Source data:

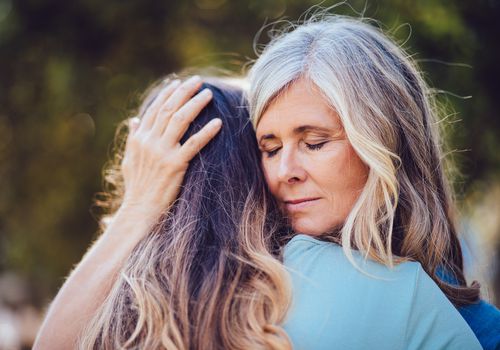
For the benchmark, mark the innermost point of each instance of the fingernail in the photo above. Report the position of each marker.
(206, 92)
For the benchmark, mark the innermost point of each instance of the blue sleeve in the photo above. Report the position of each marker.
(434, 323)
(484, 319)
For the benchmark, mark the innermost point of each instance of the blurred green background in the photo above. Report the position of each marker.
(71, 70)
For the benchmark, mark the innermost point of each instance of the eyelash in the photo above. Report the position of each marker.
(315, 146)
(312, 147)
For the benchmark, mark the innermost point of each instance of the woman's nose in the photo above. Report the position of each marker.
(290, 168)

Problem details: Copy the data above word for word, leaving out the pictures.

Answer to this problem:
For the benchmark, mark the innermost point of each instance of the fingernail in the photo above. Report the position of each marker.
(206, 92)
For the benchmark, mark the innermost point of each instance of the blue sleeve in the photo above. Report the position of each marker.
(434, 323)
(484, 319)
For the benchmark, mark the innermost point of each instance of the blurred green background in the photo above. Report the position of each marker.
(71, 70)
For the benchmark, mark the innermost point of each instance of the eyelash in the photo above. Report the position of each marker.
(315, 146)
(312, 147)
For the benchmark, mark the innermost point of each instance of the woman's nose in the photo above. Report the position of each marker.
(290, 168)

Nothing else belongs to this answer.